### [DATA]
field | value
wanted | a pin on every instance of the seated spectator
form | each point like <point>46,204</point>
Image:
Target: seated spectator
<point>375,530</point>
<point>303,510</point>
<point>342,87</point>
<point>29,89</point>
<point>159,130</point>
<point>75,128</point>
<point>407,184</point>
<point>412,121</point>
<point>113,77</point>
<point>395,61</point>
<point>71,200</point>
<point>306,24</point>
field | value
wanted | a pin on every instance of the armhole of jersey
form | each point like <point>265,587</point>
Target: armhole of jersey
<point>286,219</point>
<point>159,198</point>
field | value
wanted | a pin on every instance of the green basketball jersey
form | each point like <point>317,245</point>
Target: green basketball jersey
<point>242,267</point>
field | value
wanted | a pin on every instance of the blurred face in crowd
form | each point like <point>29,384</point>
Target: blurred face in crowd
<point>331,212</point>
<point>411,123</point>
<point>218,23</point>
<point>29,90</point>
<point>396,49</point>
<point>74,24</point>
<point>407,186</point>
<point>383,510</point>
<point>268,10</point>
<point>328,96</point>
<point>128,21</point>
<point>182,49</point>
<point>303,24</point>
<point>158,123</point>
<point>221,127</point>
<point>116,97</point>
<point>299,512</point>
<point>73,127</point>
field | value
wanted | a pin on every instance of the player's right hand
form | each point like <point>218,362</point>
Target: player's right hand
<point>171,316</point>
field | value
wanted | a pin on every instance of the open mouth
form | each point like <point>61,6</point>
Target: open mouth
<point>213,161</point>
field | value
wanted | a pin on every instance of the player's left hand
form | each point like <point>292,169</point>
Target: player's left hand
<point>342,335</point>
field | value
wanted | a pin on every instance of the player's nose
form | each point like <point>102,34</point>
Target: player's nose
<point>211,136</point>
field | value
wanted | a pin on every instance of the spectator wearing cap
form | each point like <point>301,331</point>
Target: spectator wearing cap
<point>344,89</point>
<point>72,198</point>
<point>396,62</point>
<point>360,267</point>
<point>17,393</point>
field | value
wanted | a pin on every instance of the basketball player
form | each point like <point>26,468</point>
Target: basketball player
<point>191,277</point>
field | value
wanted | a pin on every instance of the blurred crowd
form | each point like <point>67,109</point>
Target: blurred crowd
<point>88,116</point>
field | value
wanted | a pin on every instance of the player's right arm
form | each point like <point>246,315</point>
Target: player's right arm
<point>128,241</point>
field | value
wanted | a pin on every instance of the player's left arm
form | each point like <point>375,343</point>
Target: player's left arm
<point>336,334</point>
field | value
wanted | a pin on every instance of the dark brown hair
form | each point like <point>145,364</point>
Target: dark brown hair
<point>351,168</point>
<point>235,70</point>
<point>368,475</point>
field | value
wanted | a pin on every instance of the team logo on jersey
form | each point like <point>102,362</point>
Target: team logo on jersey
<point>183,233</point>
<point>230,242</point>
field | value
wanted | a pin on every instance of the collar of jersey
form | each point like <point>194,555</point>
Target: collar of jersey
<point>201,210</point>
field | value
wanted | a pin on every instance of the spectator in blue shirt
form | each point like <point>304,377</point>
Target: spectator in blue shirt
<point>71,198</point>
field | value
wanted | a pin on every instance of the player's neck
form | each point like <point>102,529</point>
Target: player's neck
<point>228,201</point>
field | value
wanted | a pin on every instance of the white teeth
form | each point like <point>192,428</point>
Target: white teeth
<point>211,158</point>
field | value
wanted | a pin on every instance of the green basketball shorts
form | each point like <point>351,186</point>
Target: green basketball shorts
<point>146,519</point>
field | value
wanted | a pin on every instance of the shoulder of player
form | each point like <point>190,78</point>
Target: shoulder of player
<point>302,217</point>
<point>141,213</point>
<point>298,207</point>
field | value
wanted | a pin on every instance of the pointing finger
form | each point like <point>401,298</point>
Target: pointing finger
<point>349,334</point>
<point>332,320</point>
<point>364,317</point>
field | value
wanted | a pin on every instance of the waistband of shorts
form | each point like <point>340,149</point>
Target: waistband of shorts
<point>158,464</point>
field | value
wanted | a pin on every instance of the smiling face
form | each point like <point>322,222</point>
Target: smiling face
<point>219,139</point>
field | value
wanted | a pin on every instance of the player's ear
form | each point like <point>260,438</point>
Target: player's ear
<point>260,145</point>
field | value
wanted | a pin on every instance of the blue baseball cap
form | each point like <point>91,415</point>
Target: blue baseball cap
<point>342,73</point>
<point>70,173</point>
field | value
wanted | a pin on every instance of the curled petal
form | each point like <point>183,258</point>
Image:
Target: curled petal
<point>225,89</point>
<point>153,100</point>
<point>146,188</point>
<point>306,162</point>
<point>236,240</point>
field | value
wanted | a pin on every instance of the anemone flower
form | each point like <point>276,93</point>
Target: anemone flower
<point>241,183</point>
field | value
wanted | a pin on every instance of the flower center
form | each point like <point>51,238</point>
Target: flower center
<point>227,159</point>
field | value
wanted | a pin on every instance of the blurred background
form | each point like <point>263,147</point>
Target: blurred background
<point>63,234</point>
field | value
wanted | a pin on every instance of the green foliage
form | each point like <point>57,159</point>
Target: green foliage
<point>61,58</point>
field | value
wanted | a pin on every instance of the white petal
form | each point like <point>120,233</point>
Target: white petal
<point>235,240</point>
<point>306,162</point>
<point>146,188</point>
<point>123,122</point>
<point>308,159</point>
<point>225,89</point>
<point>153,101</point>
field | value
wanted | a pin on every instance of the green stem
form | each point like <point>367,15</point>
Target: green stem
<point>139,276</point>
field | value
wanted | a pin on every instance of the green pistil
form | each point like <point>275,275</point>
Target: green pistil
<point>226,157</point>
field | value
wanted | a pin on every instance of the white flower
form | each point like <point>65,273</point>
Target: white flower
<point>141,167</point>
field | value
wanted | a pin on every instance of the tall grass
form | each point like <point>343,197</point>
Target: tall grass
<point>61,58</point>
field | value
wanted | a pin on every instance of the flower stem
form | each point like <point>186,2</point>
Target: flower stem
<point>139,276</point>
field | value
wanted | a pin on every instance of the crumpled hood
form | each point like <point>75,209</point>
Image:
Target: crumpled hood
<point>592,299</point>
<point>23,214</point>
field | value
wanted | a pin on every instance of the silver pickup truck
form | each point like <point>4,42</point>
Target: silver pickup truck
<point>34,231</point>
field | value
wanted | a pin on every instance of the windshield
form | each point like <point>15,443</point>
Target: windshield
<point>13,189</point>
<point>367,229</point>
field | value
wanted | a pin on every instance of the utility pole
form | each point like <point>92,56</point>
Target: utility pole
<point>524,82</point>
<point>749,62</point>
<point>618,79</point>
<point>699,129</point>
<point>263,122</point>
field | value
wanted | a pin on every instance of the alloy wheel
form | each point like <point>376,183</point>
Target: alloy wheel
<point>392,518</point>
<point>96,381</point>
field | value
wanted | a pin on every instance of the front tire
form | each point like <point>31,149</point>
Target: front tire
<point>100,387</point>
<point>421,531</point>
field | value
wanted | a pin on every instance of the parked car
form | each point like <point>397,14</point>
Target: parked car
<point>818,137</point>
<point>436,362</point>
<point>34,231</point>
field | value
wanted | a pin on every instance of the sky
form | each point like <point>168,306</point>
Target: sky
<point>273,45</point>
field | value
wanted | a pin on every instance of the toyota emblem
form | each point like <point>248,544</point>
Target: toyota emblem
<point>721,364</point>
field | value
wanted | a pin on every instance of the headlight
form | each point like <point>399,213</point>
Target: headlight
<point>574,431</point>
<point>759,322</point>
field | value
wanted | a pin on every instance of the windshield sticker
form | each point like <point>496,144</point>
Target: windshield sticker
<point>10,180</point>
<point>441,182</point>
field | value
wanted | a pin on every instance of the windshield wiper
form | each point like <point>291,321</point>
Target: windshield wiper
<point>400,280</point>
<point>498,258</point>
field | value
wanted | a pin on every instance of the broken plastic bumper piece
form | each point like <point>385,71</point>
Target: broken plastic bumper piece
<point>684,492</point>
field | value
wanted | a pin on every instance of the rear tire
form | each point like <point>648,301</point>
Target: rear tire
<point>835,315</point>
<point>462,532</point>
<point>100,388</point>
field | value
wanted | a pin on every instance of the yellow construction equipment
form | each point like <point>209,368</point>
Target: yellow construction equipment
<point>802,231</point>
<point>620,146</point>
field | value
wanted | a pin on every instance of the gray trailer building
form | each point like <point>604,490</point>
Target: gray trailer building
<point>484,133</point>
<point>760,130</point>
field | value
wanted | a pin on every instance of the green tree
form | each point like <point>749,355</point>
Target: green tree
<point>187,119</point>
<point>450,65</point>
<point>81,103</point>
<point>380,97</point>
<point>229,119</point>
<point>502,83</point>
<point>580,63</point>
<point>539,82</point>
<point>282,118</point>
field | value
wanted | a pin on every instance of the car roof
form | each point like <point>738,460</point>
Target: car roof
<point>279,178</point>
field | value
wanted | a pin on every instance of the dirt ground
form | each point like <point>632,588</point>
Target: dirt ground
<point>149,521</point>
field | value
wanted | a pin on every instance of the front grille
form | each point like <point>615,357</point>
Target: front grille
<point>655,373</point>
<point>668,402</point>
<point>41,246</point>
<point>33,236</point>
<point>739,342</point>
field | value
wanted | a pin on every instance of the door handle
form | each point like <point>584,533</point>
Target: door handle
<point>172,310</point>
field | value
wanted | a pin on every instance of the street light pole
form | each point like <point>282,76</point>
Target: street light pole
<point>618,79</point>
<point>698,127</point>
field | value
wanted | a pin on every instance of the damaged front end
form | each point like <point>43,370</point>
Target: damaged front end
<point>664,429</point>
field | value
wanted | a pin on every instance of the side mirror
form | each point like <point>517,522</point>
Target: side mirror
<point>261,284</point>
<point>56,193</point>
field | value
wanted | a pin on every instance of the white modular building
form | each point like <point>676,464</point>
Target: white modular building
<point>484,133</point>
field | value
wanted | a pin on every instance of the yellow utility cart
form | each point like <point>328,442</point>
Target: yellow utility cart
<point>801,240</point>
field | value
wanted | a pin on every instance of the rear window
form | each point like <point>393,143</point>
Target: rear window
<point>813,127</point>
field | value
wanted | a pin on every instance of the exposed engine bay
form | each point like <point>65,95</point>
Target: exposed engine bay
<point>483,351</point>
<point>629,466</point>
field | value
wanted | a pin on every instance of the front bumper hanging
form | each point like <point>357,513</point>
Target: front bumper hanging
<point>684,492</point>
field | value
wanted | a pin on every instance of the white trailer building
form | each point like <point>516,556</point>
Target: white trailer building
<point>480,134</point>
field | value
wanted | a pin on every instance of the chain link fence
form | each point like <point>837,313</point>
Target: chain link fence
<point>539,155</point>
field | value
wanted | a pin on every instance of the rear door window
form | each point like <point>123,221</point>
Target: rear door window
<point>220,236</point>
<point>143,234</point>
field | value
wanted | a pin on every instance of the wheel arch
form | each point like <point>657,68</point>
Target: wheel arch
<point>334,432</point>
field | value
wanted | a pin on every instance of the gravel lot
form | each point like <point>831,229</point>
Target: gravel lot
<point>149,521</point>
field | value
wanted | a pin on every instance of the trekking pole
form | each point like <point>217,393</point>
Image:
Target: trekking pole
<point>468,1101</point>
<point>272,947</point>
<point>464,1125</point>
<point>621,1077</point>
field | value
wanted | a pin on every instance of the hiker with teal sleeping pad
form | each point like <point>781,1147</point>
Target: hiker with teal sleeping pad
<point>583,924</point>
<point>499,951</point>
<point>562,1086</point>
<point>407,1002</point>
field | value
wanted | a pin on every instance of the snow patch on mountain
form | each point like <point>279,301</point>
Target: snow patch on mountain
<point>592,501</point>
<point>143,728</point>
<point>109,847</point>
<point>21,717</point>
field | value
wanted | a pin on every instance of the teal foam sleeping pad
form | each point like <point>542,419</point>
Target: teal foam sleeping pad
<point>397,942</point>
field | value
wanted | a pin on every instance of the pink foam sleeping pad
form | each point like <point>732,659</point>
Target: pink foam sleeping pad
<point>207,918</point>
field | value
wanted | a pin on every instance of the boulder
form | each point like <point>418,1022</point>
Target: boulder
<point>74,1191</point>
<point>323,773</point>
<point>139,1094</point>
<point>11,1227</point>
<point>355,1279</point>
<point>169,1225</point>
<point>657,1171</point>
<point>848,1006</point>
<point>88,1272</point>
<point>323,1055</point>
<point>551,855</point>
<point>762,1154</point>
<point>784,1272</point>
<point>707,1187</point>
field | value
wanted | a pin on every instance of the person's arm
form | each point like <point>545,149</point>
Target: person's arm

### [PROBLEM TO WORK ON]
Extract each line of the records above that contains the string "stem", matching case exactly.

### [OUTPUT OF THE EXERCISE]
wanted | a pin on every instance of the green stem
Target: green stem
wanted | a pin on every instance of the flower stem
Target: flower stem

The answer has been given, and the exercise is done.